- TASK TO CARRY OUT
Quote the lines from the line holding "Find the man in dark" to the very end of the listing, exactly, and no others.

- EXERCISE MATERIAL
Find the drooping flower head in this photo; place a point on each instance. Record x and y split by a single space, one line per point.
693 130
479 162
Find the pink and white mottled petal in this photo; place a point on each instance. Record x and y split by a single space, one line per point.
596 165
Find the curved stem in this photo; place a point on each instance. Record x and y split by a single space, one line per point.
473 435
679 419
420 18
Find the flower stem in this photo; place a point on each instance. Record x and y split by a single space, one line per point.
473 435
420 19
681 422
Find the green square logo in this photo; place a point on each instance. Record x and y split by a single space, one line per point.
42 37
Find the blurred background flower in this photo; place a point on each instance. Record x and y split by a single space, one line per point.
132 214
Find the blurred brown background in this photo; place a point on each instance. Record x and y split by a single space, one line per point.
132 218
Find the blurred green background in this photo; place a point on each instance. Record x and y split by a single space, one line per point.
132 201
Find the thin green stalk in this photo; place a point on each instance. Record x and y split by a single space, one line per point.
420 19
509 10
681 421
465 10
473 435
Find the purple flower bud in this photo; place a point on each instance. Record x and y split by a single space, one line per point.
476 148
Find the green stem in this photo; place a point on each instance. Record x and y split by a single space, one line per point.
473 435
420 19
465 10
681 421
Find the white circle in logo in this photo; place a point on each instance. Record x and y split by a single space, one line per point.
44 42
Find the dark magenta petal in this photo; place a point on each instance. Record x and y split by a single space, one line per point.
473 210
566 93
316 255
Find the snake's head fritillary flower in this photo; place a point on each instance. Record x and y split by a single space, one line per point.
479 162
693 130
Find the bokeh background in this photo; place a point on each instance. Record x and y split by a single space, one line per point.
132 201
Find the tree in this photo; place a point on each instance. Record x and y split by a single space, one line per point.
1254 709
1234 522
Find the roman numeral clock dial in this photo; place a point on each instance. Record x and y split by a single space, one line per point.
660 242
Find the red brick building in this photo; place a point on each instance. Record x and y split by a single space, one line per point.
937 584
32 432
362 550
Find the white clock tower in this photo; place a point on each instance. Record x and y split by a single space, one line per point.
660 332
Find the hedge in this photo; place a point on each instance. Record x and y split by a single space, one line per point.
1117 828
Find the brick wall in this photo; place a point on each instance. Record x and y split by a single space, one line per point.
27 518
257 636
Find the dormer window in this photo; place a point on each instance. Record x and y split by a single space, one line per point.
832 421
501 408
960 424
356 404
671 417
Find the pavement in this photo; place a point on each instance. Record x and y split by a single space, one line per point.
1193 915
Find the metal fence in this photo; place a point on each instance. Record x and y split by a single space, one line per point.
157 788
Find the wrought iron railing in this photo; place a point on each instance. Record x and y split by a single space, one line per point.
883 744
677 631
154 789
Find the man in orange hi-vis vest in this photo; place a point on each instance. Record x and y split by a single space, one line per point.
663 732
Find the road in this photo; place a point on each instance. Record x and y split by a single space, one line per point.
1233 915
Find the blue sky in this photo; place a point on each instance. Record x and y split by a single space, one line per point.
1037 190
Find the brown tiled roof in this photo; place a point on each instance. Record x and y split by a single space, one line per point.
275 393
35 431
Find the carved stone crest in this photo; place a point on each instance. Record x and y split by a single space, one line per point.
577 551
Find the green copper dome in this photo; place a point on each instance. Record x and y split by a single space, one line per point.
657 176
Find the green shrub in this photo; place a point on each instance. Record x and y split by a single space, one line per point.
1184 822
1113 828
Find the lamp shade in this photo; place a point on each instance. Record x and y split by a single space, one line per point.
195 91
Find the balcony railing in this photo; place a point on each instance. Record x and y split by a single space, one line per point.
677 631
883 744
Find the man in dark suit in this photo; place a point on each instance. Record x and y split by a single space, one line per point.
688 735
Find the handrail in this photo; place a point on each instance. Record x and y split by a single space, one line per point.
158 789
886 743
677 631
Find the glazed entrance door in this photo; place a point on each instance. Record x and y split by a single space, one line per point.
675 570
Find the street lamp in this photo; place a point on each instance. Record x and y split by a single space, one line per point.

- ANSWER FOR THE TASK
Find the man in dark suit in this photo; place a point on each instance. Record x and y split by a single space, one line per point.
688 735
Find the handrail in this photo; place a point on each instance. Record x and y split by a single space, one line per point.
158 789
886 743
677 631
Find the glazed entrance door in this photo; place a point on each instance. Record x and y split by a single space, one line per point.
675 570
Find the street lamp in this photo; place a point on each instance. Record x and y split by a single space, one line per point.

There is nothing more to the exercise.